WHAT THE EXERCISE ASKS: Copy every line of the material below word for word, omitting the pictures from your answer.

Point annotation dataset records

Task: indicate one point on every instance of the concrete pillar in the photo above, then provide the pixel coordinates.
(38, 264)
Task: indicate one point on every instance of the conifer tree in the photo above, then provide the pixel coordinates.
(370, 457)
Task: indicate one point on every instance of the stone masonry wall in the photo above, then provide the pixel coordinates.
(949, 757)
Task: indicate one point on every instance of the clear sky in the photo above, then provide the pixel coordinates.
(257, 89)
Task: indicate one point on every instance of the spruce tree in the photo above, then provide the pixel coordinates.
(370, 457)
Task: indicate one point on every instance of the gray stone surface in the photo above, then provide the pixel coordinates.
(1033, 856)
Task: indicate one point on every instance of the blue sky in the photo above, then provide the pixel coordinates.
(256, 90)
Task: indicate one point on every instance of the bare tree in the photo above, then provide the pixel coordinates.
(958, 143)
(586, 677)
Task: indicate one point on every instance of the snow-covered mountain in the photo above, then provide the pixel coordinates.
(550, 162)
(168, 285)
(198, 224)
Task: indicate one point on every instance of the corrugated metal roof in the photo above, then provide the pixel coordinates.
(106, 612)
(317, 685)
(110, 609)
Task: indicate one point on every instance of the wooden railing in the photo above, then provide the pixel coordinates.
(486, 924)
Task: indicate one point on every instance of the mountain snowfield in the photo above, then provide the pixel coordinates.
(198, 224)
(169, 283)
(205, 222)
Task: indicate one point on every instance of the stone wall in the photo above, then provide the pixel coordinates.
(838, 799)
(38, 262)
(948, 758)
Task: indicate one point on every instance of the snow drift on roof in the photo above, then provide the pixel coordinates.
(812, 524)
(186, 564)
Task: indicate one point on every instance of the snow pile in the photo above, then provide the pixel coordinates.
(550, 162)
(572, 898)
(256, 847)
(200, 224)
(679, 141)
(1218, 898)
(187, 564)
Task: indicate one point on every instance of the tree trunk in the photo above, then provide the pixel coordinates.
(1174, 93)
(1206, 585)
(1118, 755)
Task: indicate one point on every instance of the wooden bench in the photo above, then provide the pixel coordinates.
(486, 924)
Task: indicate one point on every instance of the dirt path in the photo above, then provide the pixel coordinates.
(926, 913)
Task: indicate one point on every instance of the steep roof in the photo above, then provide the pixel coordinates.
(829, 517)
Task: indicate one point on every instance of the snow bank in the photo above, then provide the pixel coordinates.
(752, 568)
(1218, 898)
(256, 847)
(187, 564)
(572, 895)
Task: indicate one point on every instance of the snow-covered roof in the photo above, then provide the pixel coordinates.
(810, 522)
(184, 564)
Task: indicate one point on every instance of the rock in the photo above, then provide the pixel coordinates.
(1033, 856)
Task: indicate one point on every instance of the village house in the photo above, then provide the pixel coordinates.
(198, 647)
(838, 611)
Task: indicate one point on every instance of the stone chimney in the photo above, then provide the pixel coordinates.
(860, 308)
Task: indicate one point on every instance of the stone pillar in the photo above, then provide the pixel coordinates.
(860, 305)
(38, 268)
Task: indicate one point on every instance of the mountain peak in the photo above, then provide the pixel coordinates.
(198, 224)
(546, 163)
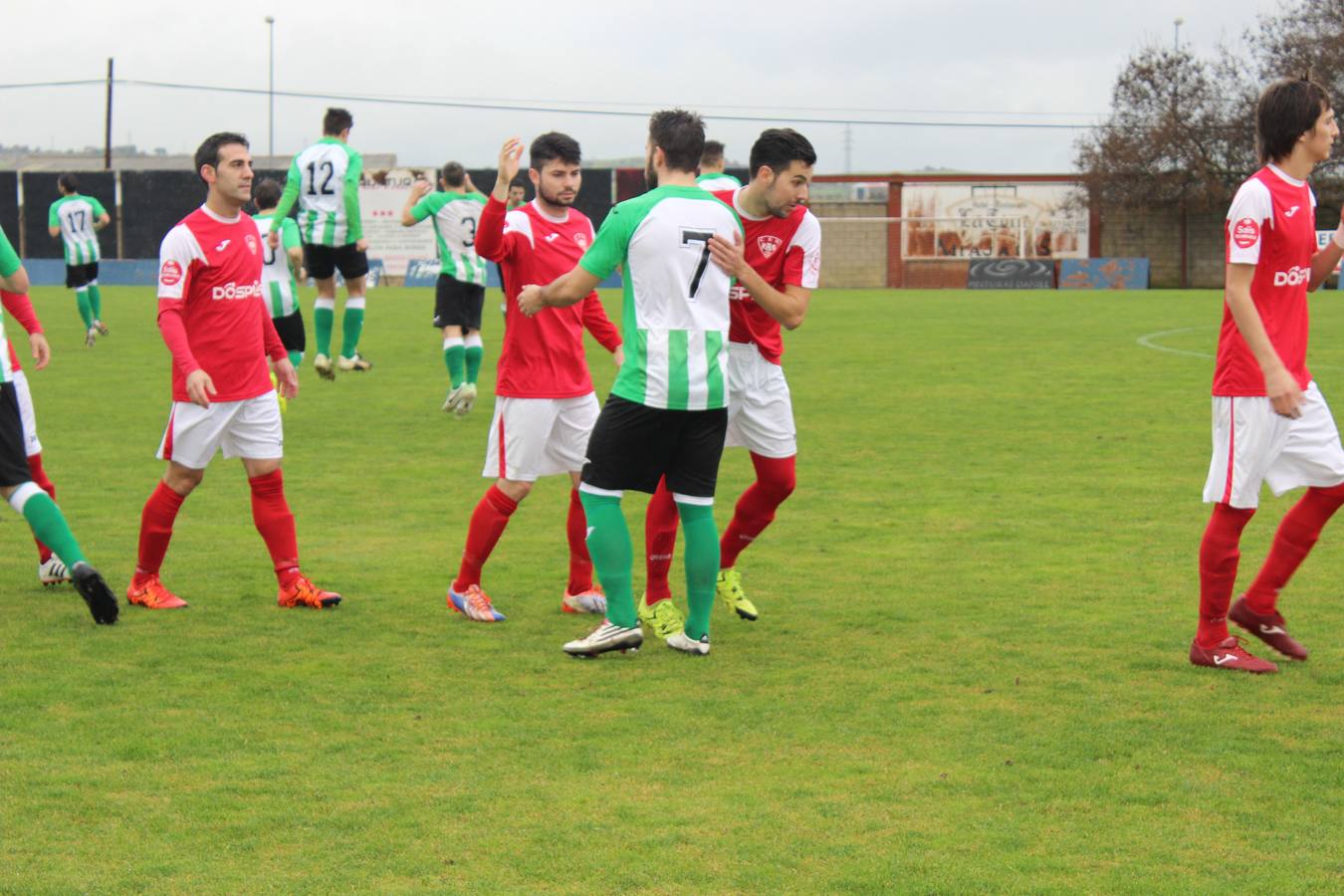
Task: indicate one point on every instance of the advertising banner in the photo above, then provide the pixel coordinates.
(1104, 273)
(382, 195)
(992, 220)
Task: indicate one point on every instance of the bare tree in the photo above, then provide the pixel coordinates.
(1175, 138)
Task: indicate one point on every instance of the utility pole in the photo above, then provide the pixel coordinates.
(107, 134)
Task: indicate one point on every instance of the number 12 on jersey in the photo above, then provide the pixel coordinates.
(688, 238)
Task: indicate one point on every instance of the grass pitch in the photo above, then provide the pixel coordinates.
(970, 672)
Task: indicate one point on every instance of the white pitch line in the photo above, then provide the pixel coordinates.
(1147, 341)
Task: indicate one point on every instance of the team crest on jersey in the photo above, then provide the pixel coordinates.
(171, 273)
(768, 245)
(1246, 233)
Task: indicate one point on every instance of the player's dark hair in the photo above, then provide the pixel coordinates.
(680, 135)
(208, 152)
(1286, 111)
(336, 119)
(777, 148)
(453, 173)
(713, 153)
(554, 145)
(266, 192)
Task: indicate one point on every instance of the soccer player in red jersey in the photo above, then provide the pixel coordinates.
(218, 330)
(545, 404)
(51, 569)
(776, 269)
(1270, 422)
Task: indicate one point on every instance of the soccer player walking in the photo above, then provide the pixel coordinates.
(1270, 421)
(460, 292)
(217, 327)
(545, 404)
(325, 181)
(77, 220)
(777, 268)
(16, 483)
(667, 412)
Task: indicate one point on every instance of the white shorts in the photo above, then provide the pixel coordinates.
(760, 408)
(534, 437)
(248, 429)
(30, 419)
(1252, 445)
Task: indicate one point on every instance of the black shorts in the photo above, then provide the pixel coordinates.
(457, 304)
(633, 446)
(14, 458)
(80, 276)
(291, 328)
(325, 261)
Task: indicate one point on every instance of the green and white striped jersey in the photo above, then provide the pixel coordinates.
(454, 218)
(325, 181)
(277, 278)
(718, 181)
(8, 265)
(74, 215)
(675, 316)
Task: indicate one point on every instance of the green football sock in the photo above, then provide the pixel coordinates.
(473, 356)
(352, 326)
(325, 316)
(49, 526)
(702, 565)
(453, 358)
(609, 546)
(85, 307)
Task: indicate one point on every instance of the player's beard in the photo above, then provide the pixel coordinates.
(556, 199)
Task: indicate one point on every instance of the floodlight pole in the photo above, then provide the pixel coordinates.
(271, 89)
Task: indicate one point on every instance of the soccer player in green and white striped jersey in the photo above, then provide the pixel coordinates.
(325, 181)
(460, 292)
(711, 169)
(279, 272)
(16, 487)
(77, 220)
(667, 414)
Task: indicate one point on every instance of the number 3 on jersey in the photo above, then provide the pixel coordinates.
(688, 238)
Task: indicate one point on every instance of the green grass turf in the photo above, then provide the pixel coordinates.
(970, 672)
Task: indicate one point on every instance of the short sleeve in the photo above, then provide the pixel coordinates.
(802, 264)
(609, 246)
(8, 258)
(1250, 214)
(176, 254)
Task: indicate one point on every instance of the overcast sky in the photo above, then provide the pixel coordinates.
(824, 60)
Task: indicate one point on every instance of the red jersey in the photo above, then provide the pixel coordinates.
(211, 311)
(786, 251)
(1271, 225)
(542, 354)
(20, 308)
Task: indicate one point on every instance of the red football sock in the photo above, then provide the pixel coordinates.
(276, 524)
(660, 522)
(1292, 543)
(488, 522)
(39, 476)
(156, 531)
(575, 528)
(1218, 557)
(756, 508)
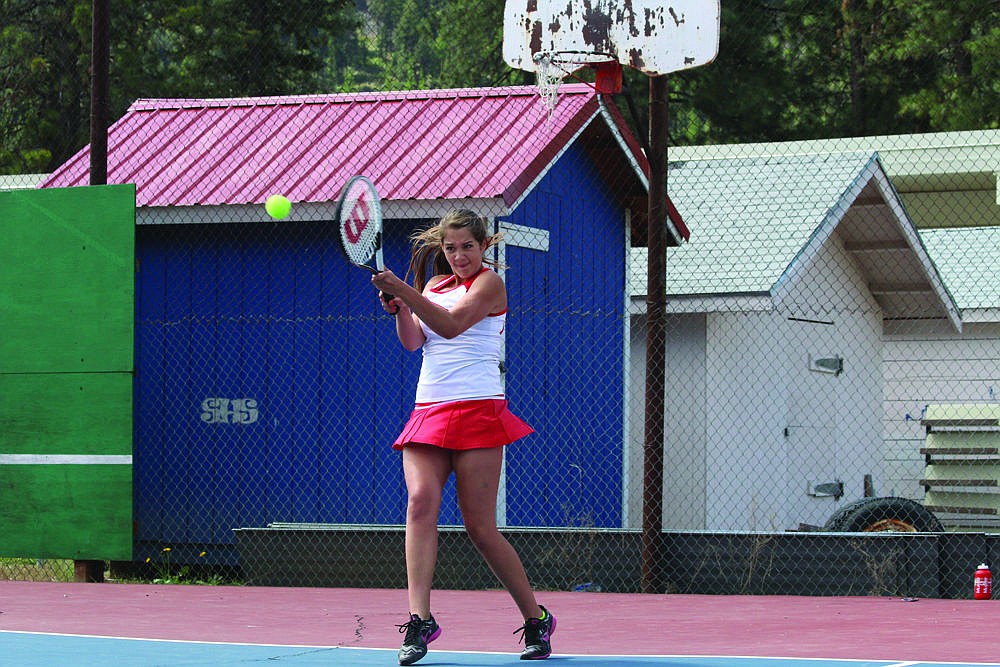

RESPONSE:
Task: indicate one point on every instance of the concrete pillar in the photo above, then provide the pixel coordinates.
(38, 264)
Task: indicate one point on every instance of the conifer tree in the photo above, then provide the pixel coordinates.
(370, 457)
Task: indicate one point on every instance of the stone masonry wall in the photo above, then provide the pixel coordinates.
(949, 757)
Task: indicate one point on every instance of the clear sky in the photo above, then provide the pixel coordinates.
(257, 89)
Task: indicate one point on every instance of the spruce tree in the photo above, then provide the pixel coordinates.
(370, 457)
Task: indicate one point on every instance of the gray stone surface in the photo above, then provide the pixel coordinates.
(1033, 856)
Task: indicate one point on every instance of the blue sky in the photo above, then provide the pixel coordinates.
(256, 90)
Task: indicate one point on every instance of the bare tree in the photo above, then provide the pixel coordinates.
(958, 143)
(586, 677)
Task: indicate one point on every instance of the snow-covered mountain in the photo above, then provide the pixel coordinates.
(550, 162)
(168, 285)
(198, 224)
Task: indicate one point on every instance of the corrugated metal roof in the photo above, then provide the pixel coordinates.
(106, 612)
(317, 685)
(110, 609)
Task: indicate one point on every instance of the wooden railing in the photo above, then provide the pixel coordinates.
(486, 924)
Task: indicate one point on every instance of the mountain snowfield in the photo above, then provide the pixel coordinates.
(198, 224)
(169, 283)
(205, 222)
Task: indicate one point on every instance of the stone wall in the photo above, then provide the pixel coordinates.
(838, 799)
(38, 262)
(948, 758)
Task: indicate one point on every instance of the snow drift on roof in the photo above, then provide the pixel coordinates.
(812, 524)
(186, 564)
Task: indicate one point on every instance of the snow pile in the photo above, then provide the pixel coordinates.
(550, 162)
(572, 898)
(256, 847)
(200, 224)
(679, 141)
(1218, 898)
(187, 564)
Task: indicate one point on every instance of the tree trunk in the photo above, then provide the pixel coordinates.
(1174, 93)
(1206, 585)
(1118, 755)
Task: indicate one point on every instance of the wooden bench in the photo above, then provide the pixel coordinates.
(486, 924)
Task: indicate one point on every instance of the dirt path in the photo above, then provide the pixel coordinates.
(926, 913)
Task: indicate one point on every instance of the steep roof in the photo above, then provide the pixel coordinates.
(829, 517)
Task: indicate one point on every instance of the snow bank in the photo above, then provide the pixel coordinates.
(752, 568)
(1218, 898)
(256, 847)
(187, 564)
(572, 895)
Task: indicate one point on every instance of the snow-covered roof in the photo above, then provide the pixel coordinates.
(810, 522)
(184, 564)
Task: indicate one point on every instance of the rock in the photo above, then provide the pixel coordinates.
(1033, 856)
Task: indicate one point on every instance of the village house in the photo above, then provide the pixel coordinates.
(198, 647)
(838, 611)
Task: indicate one point on every instance of the stone chimney in the photo above, then provide the pixel coordinates.
(860, 308)
Task: indicate one point on every instance of the stone pillar in the photo above, then provide the pixel coordinates.
(860, 305)
(38, 268)
Task: indicate one point on every instance of the mountain peak in the photo above, then provide the pixel coordinates.
(198, 224)
(546, 163)
Task: indicate one point on every instance of the advertising banner in the photo above, then provide the pixel coordinates.
(1104, 273)
(382, 195)
(992, 220)
Task: indicate one point on every instance of the bare tree in the photo above, then provide the pixel coordinates.
(1175, 138)
Task: indicate one point on every instance of the utility pole in the photo above, then provide the pixel coordinates.
(107, 134)
Task: indicate one point on every instance of the number 12 on jersey in the photo above, then provide the pixel coordinates.
(688, 238)
Task: indicate one point on every instance of the grass pitch in the photo above, then provide the pixel coordinates.
(970, 672)
Task: indicate one point on every instance of the white pitch line in the photo above, then provide the pixel coordinates.
(1147, 341)
Task: indicate one point on every instance of the team crest on jersey in the photo above, then provide the pixel coordinates.
(171, 273)
(768, 245)
(1246, 233)
Task: indicate one point on every instance of the player's dark hair in the photo above, then provide the pixel coordinates.
(680, 135)
(208, 152)
(1286, 111)
(336, 119)
(777, 148)
(453, 173)
(713, 153)
(554, 145)
(266, 192)
Task: indicate one point on every instance of the soccer player in red jersey in the photo above, then provide the pixel coordinates.
(218, 330)
(545, 404)
(51, 569)
(776, 269)
(1270, 422)
Task: indicate one point on every instance of the soccer player walking in the photo above, then provide the pixel coordinates.
(1270, 421)
(460, 292)
(217, 327)
(545, 404)
(325, 181)
(77, 220)
(777, 268)
(16, 483)
(667, 412)
Task: indicate one point on every instance of the white shorts in the photo above, then provide the pixel coordinates.
(760, 408)
(534, 437)
(248, 429)
(30, 419)
(1252, 445)
Task: indicate one point on every instance of the black shorts in the photo above, then provide the pixel coordinates.
(457, 304)
(633, 446)
(14, 458)
(80, 276)
(291, 328)
(325, 261)
Task: indicate one point on every instance of the green and white striped jersey in the photo above, then provide the pixel coordinates.
(454, 218)
(325, 181)
(277, 278)
(718, 181)
(8, 265)
(74, 215)
(675, 316)
Task: indicate one point on every instance of the green football sock in the photo above, then provide the pixel coordinates.
(473, 356)
(352, 326)
(325, 316)
(49, 526)
(702, 565)
(453, 358)
(609, 546)
(85, 307)
Task: indicate one point on every instance of the player's beard in the photo above, then provide the pixel coordinates.
(556, 199)
Task: indicate one point on every instance of the floodlight pole in the photo above, then provide the pixel coordinates.
(271, 89)
Task: indicate one point on every instance of the soccer player in green and white striped jersey in the photo above, then provide the pixel coordinates.
(325, 181)
(460, 292)
(711, 169)
(279, 272)
(16, 487)
(77, 220)
(667, 414)
Task: indicate one point on every instance of the number 3 on jersey in the photo above, then provide the pixel coordinates.
(688, 238)
Task: indicate one point on every instance of the green grass turf in the photo above, then provide the pixel coordinates.
(970, 672)
Task: indicate one point on every instance of the short sleeve in the photo above, then provide the pixel coordinates.
(802, 264)
(609, 246)
(8, 258)
(1250, 214)
(176, 254)
Task: indicate one point on every instance of the overcast sky in the photo above, then provide the pixel coordinates.
(824, 60)
Task: indicate one point on every instance of the red jersey in the photo above, then provide the pixel coordinates.
(211, 311)
(786, 251)
(1271, 225)
(542, 354)
(20, 308)
Task: indicate one point on every instance of the red football sock in the photo above, then provide the pixel coordinates.
(276, 524)
(660, 522)
(1292, 543)
(488, 522)
(39, 476)
(156, 531)
(575, 528)
(1218, 557)
(756, 508)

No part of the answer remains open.